Given text »
A nested instance of user space.  User space may unshare things
such as the mount namespace so it can give users the ability to
control their own mounts and the like.

>> The nsproxy defines how the pid namespace, and pid<->task
>> mappings happen for a given task.  The init process for a container is
>> special and might actually appear in more than one pid namespace, while
>> its children might only appear in one.  That means that this init
>> process's nsproxy can and should actually be different from its
>> children's.  This is despite the fact that they are in the same
>> container.
> nsproxy has references to all namespaces, not just pid namespace.
> Thus it is a container "view" effectively.
> If container is something different, then please define it.

nsproxy has exactly one instance of all namespaces.  A container
in the general case can hold other containers, and near containers
(like processes with separate mount namespaces).  As well as
processes.

So nsproxy currently captures the common case for containers but not
the general case.

>> If we really need this 'container' grouping, it can easily be something
>> pointed to _by_ the nsproxy, but it shouldn't _be_ the nsproxy.

Dataset entries »
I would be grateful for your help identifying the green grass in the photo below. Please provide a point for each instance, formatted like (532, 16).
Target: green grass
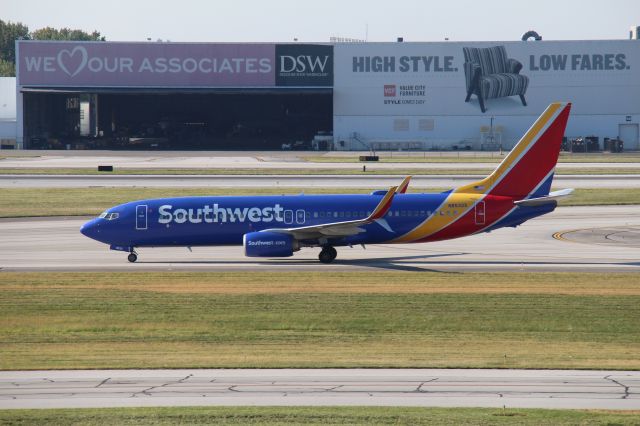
(25, 202)
(319, 319)
(316, 416)
(356, 170)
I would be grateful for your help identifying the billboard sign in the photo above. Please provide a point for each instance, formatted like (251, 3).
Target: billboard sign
(505, 78)
(188, 65)
(304, 65)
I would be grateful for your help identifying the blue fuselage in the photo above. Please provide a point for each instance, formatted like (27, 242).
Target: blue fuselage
(208, 221)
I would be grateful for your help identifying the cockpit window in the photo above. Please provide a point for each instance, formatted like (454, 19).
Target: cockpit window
(109, 216)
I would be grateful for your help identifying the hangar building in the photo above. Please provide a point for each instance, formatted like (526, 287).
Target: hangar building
(409, 96)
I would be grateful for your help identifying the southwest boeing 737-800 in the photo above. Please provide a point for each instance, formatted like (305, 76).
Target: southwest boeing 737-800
(277, 226)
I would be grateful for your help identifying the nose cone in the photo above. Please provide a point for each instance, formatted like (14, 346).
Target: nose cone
(91, 229)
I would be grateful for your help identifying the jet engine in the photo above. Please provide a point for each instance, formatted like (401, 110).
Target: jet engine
(269, 244)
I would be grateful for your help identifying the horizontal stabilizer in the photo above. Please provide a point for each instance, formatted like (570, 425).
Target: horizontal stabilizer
(553, 196)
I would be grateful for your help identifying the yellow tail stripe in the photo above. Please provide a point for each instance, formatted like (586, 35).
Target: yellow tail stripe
(472, 193)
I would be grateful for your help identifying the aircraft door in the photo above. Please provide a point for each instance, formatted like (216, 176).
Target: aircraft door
(480, 213)
(300, 216)
(141, 217)
(288, 217)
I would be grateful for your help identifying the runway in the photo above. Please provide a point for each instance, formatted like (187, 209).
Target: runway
(565, 389)
(290, 181)
(547, 243)
(265, 160)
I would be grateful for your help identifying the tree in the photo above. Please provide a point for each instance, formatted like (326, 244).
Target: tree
(9, 33)
(49, 33)
(7, 69)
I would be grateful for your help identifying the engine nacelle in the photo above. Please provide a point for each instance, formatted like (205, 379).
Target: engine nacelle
(269, 244)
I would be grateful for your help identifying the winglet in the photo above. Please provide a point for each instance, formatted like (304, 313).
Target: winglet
(384, 205)
(402, 188)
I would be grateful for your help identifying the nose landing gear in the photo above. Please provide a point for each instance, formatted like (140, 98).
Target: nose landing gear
(327, 254)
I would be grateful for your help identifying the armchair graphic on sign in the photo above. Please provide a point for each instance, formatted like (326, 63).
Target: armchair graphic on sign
(490, 74)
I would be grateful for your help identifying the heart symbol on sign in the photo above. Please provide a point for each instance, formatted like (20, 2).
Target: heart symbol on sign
(72, 61)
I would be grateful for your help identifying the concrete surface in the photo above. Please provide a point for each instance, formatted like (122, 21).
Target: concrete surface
(567, 389)
(284, 181)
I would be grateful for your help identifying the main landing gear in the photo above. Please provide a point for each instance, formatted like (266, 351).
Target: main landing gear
(327, 254)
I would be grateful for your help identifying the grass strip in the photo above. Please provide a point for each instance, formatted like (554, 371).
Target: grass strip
(33, 202)
(356, 170)
(319, 319)
(316, 416)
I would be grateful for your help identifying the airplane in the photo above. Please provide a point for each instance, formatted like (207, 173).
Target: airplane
(277, 226)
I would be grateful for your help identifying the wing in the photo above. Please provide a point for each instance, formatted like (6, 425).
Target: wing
(339, 229)
(553, 196)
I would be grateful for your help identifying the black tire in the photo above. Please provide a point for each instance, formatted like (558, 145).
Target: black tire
(333, 252)
(326, 256)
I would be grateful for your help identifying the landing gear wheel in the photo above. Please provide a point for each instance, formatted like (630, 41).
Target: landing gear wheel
(327, 254)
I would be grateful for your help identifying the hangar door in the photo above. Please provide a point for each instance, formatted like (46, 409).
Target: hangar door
(628, 133)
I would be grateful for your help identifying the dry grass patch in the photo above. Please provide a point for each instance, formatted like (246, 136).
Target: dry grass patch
(307, 319)
(379, 282)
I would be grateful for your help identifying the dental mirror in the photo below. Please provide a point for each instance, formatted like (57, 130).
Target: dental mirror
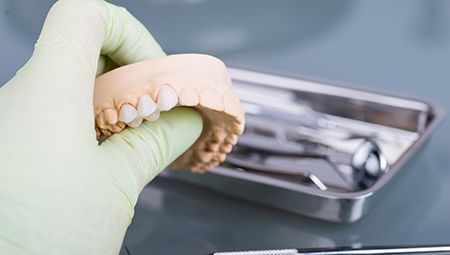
(368, 163)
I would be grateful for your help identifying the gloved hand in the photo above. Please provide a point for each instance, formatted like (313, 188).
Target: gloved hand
(60, 192)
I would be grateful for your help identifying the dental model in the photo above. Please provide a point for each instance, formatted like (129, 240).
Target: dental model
(129, 94)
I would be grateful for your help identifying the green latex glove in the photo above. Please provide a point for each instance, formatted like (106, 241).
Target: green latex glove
(60, 192)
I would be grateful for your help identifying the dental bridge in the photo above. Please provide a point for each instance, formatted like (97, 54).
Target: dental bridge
(127, 95)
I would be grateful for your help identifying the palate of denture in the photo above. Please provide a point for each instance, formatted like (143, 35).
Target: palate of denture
(130, 94)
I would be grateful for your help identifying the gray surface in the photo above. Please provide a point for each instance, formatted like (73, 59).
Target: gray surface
(400, 46)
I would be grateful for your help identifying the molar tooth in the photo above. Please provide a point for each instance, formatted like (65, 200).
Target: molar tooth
(188, 97)
(167, 98)
(154, 116)
(127, 113)
(136, 122)
(146, 106)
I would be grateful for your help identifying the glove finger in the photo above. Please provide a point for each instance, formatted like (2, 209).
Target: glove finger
(61, 72)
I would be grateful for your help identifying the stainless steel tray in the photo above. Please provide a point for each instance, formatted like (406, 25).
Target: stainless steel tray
(331, 119)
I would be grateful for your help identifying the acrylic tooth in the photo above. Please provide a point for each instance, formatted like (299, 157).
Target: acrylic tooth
(136, 122)
(110, 116)
(127, 113)
(154, 116)
(167, 98)
(146, 106)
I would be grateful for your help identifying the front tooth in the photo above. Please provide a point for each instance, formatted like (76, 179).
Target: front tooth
(167, 98)
(146, 106)
(127, 113)
(152, 117)
(136, 122)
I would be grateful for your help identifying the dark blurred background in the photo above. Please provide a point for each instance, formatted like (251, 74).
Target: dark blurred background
(401, 47)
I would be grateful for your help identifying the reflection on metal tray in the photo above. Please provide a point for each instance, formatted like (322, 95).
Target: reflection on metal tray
(316, 149)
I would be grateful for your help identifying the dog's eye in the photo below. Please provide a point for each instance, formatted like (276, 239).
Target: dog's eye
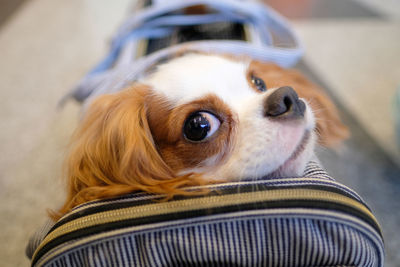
(200, 125)
(259, 83)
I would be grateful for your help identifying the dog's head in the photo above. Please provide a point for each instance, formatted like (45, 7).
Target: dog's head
(194, 119)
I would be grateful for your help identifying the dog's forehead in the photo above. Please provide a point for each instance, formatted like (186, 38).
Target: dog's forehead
(192, 76)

To do »
(1) Restate the part of the nsproxy discussion that opens with the words "nsproxy has exactly" and closes with "shouldn't _be_ the nsproxy.", swapping in "namespace proxy" wherever "nsproxy" appears.
(2) Pick up the nsproxy discussion after its last sentence and carry it forward.

Responses to the exercise »
(1)
namespace proxy has exactly one instance of all namespaces.  A container
in the general case can hold other containers, and near containers
(like processes with separate mount namespaces).  As well as
processes.

So namespace proxy currently captures the common case for containers but not
the general case.

>> If we really need this 'container' grouping, it can easily be something
>> pointed to _by_ the namespace proxy, but it shouldn't _be_ the namespace proxy.

(2)
> You can add another indirection if really want it so much...
> But is it required?
> We created nsproxy which adds another level of indirection, but from performance
> POV
> it is questinable. I can say that we had a nice experience, when adding
> a single dereference in TCP code resulted in ~0.5% performance degradation.

I totally agree with that, nsproxy is something we need to watch from
a performance point of view.  nsproxy is primarily a space
optimization to keep from bloating task struct, and possibly a fork
time optimization. At least at the point we added it no one could
measure overhead from using it.

That is one of the reasons I don't want nsproxy to become explicit and
be exported to user space.  So if it is a performance problem we can
change the implementation without affecting users.